= Excerpt =
- - -

Volume 20 Number 94
                       Produced: Wed Aug  9 22:16:48 1995

Subjects Discussed In This Issue: 

Chillul Shabbat
         [Turkel Eli]
Saving a Life on Shabbat
         [Carl Sherer]
Saving a Mechalel Shabbos
         [Micah Gersten]


From: Turkel Eli <turkel@...>
Date: Wed, 9 Aug 1995 09:45:46 -0400
Subject: Chillul Shabbat

    As an addendum to the excellent survey of Himmelstein on violating
shabbat for non-religious Jews I wish to point out that a major
application is to doctors. Those who object to being mechallel shabbat
for Peres would have to say that it a doctor would be prohibited to
violate shabbat to save the life of someone driving on shabbat who was
then involved in a car accident.

   Avi Wachtfogel brings up the question of asking others to do work on
shabbat for them. Again, besides the Israeli army this has many
applications to doctors. I recall a responsa from Rav Chaim David Halevi
in his set "Aseh lecha rav" where he discusses the issue. His conclusion
is that though in theory one should not ask a nonreligious Jew to cover
for shabbat nevertheless in practice he permits it. He also says

>> However since there are many other chayalim who are willing to
>> follow these orders, the government has the option of using those
>> soldiers instead and therefore it is false to say that the psak will
>> lead to a civil war

   There are rumors in the Israeli press of special units being
organized to evacuate settlers and that these units exclude religious
soldiers. Is that what we want?

Eli Turkel


From: <adina@...> (Carl Sherer)
Date: Tue, 1 Aug 95 0:13:14 IDT
Subject: Re: Saving a Life on Shabbat 

The enclosed is a dialogue between Rabbi Michael Broyde and myself
regarding my post relating to Pikuach Nefesh and Chillul Shabbat.  In
order to aid the reader, I am inserting into the post which comments
were mine and which were Rabbi Broyde's.  (I have also edited the
dialogue to eliminate those matters which should not concern the rest of
the list).  I wish to thank Rabbi Broyde publicly for helping me to
flesh out my position in a manner which I hope will be correctly
understood by all.  All mistakes are strictly mine.  I hope that this
message will answer some of the posts which my previous post on the
subject engendered.

Rabbi Broyde:

> I fully agree with your assertion that the decision as to whether any
> particular case justifies chillul shabbat should only be made by a
> religious Jew vested in both the factual reality at hand and a strong
> halachic sense; whether this is beyond dispute or not is a dispute
> between various contemporary poskim as to what to do when medical
> advice is in conflict.  I have no problem with that.  I do not think
> that that is what you said in your initial post, but it is possible
> that I was misreading it.  I have written some comments into your
> letter, none of which I found out of bounds in any way

> Thank your for your response, and I urge you to post on this in a way 
> that clarifies both of our possiitons.

- - -

= Dataset excerpts =

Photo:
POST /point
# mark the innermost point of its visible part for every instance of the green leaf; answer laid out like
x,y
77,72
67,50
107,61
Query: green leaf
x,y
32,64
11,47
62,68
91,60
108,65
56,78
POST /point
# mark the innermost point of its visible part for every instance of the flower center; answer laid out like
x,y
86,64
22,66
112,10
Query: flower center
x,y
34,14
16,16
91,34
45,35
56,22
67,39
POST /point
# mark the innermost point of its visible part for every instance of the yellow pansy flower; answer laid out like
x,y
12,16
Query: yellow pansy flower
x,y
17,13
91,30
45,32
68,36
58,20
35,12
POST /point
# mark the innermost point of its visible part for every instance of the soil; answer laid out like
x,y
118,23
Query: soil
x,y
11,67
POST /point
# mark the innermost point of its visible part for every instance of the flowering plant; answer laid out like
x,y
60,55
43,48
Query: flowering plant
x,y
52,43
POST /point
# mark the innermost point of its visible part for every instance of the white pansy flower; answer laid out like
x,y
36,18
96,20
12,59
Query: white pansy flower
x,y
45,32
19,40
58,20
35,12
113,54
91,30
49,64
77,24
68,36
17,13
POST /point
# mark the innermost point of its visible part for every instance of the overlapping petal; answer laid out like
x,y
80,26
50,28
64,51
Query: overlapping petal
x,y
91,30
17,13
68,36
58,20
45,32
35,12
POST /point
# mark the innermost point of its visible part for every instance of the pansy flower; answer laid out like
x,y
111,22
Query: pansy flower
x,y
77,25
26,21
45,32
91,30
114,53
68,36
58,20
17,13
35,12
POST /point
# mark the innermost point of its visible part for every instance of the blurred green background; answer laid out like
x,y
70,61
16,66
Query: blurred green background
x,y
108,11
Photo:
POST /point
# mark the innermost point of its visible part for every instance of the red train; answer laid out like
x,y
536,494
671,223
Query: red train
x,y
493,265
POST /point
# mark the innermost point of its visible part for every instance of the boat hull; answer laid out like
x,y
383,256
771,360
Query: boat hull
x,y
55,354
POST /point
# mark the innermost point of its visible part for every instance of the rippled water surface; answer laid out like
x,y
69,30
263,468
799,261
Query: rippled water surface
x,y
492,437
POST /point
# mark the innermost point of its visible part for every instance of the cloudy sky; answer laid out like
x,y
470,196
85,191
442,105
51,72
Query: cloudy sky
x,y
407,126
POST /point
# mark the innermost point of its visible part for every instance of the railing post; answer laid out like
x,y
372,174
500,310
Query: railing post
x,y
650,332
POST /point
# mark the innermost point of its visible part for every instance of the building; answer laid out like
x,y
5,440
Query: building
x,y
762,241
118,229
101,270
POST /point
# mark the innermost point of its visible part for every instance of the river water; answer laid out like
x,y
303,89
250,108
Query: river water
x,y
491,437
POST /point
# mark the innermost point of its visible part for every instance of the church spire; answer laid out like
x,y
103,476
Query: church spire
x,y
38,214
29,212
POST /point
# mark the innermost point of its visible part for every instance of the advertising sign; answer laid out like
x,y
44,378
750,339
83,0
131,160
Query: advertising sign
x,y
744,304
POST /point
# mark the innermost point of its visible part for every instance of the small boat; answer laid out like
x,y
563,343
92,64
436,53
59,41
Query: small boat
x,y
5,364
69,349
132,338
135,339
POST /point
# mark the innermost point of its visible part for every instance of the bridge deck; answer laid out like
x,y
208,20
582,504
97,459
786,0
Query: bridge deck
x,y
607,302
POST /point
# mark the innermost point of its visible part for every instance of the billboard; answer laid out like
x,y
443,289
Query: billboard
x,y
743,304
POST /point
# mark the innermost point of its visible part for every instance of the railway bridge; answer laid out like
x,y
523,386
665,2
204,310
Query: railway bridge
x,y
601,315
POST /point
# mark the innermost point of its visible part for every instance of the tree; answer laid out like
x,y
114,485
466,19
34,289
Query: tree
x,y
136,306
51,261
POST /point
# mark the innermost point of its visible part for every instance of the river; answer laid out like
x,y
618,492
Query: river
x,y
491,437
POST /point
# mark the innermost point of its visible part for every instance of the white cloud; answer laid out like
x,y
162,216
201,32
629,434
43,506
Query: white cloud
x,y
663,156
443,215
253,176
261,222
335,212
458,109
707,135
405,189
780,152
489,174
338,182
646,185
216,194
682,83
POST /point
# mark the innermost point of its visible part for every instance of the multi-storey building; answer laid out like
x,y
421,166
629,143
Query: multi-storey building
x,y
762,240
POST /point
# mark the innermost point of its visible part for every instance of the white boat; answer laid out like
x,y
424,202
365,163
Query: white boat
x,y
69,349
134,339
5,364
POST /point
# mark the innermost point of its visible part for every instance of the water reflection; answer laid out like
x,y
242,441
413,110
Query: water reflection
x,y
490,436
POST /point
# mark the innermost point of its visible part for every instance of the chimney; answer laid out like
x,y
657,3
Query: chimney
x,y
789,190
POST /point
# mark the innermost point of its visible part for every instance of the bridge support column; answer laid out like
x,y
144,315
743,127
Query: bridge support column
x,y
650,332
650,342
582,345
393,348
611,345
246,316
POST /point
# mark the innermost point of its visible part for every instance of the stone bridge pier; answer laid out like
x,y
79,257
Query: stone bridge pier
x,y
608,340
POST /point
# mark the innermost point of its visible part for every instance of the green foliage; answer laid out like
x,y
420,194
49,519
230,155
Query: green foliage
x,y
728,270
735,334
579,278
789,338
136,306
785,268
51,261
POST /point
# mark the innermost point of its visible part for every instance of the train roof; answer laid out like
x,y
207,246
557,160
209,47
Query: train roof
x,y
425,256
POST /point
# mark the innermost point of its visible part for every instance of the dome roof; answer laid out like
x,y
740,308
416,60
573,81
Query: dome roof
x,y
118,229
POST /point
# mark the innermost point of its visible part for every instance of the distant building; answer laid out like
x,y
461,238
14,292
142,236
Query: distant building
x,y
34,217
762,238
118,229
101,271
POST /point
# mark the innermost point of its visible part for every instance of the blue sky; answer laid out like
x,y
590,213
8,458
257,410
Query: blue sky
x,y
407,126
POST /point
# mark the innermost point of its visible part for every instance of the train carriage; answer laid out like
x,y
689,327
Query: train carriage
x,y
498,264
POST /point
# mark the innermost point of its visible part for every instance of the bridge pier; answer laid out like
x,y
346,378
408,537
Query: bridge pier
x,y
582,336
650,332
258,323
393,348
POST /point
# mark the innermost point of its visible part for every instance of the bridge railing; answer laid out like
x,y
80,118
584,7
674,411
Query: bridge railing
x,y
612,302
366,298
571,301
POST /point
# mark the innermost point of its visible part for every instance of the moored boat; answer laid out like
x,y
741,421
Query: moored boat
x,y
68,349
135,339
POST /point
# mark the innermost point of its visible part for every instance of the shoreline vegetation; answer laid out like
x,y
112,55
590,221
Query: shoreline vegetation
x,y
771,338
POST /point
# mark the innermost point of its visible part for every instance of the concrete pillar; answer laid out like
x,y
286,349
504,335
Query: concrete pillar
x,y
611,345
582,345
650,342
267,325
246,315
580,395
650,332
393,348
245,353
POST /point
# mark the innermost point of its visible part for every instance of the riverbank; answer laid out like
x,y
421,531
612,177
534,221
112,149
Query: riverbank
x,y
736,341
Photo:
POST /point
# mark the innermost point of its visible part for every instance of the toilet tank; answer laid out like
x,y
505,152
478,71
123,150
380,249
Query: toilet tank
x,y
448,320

- - -

= Activities =
(1) Rewrite the Shabbat digest from the words "As an addendum" through the words "a car accident.", with "house fire" in place of "car accident".
(2) List the subject titles given under "Subjects Discussed In This Issue" in the Shabbat digest.
(3) Continue the Shabbat digest from its final sentence.

= Expected outputs =
(1)
As an addendum to the excellent survey of Himmelstein on violating
shabbat for non-religious Jews I wish to point out that a major
application is to doctors. Those who object to being mechallel shabbat
for Peres would have to say that it a doctor would be prohibited to
violate shabbat to save the life of someone driving on shabbat who was
then involved in a house fire.

(2)
Chillul Shabbat
Saving a Life on Shabbat
Saving a Mechalel Shabbos

(3)
> Michael Broyde

Rabbi Broyde:
 In essence, you argue that a person who intentionally desicrates
shabbat with the knowledge that others will have to desecrate the
shabbat too, forfits his right to have have his life saved.  You would,
for example, rule that a person who in full mental capacity attempts to
take his own life on shabbat aware that others will violate shabbat to
save him, need not have shabbat violated to save him (indeed, you would
claim that it is prohibited to save him.)

Carl Sherer: 
 This was not what I was trying to argue.  I fully agree that where
there is immediate danger to life that there is no question that chillul
Shabbos ought to be permitted (and the letter from the person citing the
Yaavetz notwithstanding, it appears that most people hold that way,
including a specific tshuva on that point from R. Moshe Feinstein zt"l).

Rabbi Broyde:
 I posted in reply to Haim a list of sources on this topic; the vast
majority of halachic authorities agree with Rav Moshe and Rav Waldenberg
on this and mandate shabbat desicration for a suicide.

Carl Sherer:
 What I
was trying to argue - albeit with no sources to that point - was that when
the danger to life is NOT immediate, the standard we use to determine
whether or not we are mechalel Shabbos *ought* to be higher.
 upon further examination I have found sources to support this
proposition.  Rav Noivert shlita in Shmiras Shabbos K'Hilchasa (Chapter
32 Note 2) brings a Chazon Ish in Hilchos Oholos in which the Chazon Ish
states (in loose translation) "It is not considered an instance of safek
pikuach nefesh when something is in the future, but in the present it
has no applicability, and therefore we do not [violate Shabbos] for
distant possibilities."  In the same Chapter at Note 67, Rav Noivert
brings Rav P. Epstein zt"l in discussing a "security danger" who states
that it is permitted to violate Shabbos in such a situation (presumably
where there is no *immediate* danger to life - since if there were
*immediate* danger no such determination would apparently be required)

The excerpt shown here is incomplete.